EXERCISE BRIEF => For the copy, please give all of the data again exactly and leave the pictures out.
[Opening GIVEN DATA section]
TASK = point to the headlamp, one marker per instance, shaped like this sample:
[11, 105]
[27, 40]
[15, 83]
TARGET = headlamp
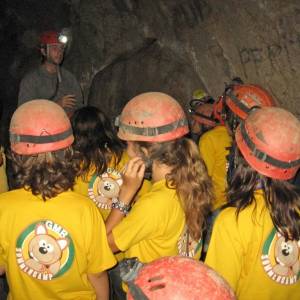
[Closing GIVEN DATA section]
EXERCISE OUTPUT =>
TASK = point to the headlamp, one marker per instance, shaped like this sample:
[11, 105]
[27, 40]
[15, 83]
TARGET = headlamp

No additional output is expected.